Records for the exercise:
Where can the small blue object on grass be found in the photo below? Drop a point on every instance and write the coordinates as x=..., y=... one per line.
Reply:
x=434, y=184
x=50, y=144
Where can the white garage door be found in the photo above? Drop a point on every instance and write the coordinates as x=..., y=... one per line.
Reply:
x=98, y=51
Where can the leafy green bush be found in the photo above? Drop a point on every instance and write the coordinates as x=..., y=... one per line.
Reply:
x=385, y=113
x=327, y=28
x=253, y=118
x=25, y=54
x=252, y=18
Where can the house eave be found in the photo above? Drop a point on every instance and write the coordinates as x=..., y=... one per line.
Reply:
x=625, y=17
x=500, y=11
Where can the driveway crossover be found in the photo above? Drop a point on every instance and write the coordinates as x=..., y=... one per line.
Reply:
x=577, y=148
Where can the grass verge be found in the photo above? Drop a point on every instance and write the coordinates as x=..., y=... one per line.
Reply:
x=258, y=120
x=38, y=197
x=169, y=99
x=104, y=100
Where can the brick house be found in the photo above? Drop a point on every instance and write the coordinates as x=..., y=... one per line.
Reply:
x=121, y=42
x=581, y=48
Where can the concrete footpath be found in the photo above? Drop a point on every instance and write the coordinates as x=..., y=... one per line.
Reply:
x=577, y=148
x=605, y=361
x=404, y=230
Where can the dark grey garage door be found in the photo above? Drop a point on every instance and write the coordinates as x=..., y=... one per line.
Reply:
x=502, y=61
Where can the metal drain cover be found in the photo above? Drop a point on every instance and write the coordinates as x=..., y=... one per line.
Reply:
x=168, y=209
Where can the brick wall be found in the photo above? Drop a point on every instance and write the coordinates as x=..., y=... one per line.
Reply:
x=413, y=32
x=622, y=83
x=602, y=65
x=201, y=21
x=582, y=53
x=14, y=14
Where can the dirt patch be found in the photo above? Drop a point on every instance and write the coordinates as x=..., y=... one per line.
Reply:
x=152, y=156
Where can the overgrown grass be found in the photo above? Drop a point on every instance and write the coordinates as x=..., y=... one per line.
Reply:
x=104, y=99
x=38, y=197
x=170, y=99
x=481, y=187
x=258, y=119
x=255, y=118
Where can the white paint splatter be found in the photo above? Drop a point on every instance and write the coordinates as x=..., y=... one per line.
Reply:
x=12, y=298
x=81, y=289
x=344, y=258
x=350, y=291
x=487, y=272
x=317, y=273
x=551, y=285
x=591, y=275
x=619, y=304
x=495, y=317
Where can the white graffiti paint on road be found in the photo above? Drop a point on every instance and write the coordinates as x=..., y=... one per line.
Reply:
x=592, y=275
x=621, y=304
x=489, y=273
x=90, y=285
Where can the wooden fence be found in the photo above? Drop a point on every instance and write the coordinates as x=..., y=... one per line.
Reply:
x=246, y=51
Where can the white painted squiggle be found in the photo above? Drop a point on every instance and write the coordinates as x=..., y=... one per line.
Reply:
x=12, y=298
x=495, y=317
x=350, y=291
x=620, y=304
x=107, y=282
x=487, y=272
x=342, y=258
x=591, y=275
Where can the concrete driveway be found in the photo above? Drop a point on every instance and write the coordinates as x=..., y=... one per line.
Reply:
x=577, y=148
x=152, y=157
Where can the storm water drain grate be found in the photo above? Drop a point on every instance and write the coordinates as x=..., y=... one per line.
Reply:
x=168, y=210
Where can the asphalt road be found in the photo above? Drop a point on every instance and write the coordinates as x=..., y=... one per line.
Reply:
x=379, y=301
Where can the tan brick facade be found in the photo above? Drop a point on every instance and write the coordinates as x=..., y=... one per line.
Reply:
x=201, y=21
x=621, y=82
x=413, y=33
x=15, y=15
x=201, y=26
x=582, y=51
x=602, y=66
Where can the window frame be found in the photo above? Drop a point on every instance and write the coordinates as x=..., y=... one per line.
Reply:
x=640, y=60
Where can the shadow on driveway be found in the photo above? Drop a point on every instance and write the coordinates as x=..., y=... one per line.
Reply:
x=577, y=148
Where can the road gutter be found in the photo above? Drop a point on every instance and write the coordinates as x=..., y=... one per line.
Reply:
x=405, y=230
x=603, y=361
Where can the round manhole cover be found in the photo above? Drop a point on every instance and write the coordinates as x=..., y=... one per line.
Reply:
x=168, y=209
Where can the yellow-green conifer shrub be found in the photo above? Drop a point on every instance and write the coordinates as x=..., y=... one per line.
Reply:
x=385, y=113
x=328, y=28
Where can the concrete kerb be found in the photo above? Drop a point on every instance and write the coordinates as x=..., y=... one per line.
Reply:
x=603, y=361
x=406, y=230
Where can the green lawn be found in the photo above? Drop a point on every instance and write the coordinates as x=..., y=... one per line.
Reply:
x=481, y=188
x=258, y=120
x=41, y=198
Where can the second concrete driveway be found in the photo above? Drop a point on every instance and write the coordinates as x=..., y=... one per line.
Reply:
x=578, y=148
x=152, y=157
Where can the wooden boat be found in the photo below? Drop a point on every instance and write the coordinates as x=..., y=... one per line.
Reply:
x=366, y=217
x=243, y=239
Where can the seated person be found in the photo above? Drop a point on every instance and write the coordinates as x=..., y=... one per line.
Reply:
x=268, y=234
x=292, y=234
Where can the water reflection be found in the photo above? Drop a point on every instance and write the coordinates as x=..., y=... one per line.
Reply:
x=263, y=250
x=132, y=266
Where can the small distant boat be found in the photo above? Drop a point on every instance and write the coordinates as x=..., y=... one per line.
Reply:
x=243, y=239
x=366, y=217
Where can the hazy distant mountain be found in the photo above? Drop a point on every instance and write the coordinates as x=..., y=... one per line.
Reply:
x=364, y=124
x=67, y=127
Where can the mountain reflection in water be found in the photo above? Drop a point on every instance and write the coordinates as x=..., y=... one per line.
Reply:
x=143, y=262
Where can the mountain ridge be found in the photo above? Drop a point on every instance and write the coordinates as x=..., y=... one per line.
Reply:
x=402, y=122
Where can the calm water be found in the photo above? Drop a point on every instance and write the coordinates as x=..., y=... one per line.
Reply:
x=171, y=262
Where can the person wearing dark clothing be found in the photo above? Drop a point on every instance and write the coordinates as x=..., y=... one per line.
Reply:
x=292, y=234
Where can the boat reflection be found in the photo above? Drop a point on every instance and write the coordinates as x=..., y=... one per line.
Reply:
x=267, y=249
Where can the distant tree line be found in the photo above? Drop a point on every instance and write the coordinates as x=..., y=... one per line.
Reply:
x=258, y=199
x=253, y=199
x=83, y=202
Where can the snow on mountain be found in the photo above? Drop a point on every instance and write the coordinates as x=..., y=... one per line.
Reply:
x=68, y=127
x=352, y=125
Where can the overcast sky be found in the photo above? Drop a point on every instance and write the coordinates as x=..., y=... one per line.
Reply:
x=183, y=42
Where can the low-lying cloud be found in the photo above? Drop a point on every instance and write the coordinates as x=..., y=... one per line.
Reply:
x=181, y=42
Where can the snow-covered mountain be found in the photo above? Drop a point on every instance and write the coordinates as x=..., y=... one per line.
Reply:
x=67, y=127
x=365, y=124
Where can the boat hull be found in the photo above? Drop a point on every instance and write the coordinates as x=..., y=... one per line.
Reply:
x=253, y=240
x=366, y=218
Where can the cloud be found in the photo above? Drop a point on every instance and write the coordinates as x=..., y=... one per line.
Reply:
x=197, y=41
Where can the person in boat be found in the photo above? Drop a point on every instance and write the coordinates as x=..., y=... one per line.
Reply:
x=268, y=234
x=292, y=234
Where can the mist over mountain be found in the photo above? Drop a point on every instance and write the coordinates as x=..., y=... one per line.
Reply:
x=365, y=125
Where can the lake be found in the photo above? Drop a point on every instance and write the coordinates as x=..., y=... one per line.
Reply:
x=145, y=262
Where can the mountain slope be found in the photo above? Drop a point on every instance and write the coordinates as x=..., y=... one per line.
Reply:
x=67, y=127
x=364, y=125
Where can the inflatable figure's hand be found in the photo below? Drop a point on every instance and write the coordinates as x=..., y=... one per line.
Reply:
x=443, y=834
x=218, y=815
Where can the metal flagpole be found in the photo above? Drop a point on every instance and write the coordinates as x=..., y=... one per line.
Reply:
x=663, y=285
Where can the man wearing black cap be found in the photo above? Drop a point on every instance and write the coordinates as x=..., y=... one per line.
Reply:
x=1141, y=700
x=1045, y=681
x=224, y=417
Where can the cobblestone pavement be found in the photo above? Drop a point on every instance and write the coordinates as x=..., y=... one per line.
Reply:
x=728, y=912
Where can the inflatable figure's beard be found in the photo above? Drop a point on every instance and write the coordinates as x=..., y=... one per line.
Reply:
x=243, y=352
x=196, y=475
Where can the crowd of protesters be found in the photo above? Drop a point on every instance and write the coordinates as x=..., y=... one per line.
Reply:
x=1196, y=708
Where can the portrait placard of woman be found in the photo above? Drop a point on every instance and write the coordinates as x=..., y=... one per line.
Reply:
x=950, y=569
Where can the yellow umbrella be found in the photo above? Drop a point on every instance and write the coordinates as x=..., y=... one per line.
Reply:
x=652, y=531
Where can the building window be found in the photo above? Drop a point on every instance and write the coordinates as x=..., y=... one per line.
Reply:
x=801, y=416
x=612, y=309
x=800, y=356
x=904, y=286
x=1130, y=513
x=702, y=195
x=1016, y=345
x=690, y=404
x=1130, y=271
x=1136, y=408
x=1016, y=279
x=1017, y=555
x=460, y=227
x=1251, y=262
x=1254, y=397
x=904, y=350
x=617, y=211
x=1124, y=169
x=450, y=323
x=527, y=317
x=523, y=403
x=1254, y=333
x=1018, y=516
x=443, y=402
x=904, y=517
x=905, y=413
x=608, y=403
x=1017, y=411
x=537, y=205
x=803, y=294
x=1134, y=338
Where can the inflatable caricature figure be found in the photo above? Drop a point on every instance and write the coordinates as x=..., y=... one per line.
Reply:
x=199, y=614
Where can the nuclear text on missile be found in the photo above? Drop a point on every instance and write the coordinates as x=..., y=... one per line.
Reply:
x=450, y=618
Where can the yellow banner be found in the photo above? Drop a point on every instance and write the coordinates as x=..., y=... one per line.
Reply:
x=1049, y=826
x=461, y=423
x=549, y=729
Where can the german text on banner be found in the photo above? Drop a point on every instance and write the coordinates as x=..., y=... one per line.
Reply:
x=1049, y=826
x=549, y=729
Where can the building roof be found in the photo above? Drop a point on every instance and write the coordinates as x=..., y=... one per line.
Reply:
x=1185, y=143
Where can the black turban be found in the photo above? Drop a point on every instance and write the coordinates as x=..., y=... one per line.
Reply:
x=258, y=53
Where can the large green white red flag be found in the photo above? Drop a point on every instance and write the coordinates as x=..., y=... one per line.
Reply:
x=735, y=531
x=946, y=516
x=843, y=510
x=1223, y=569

Directions:
Using the data above, show each line where "below" occurs.

Response area:
Where can the small blue object on grass be found in the photo below? Drop a point on every instance and write the coordinates as x=..., y=... one per line.
Where can the wooden boat be found in the photo below? Drop a point on every instance and write the coordinates as x=..., y=... one per line.
Where can the inflatable figure's hand be found in the photo below? Drop a point on every instance and write the coordinates as x=..., y=... one per line.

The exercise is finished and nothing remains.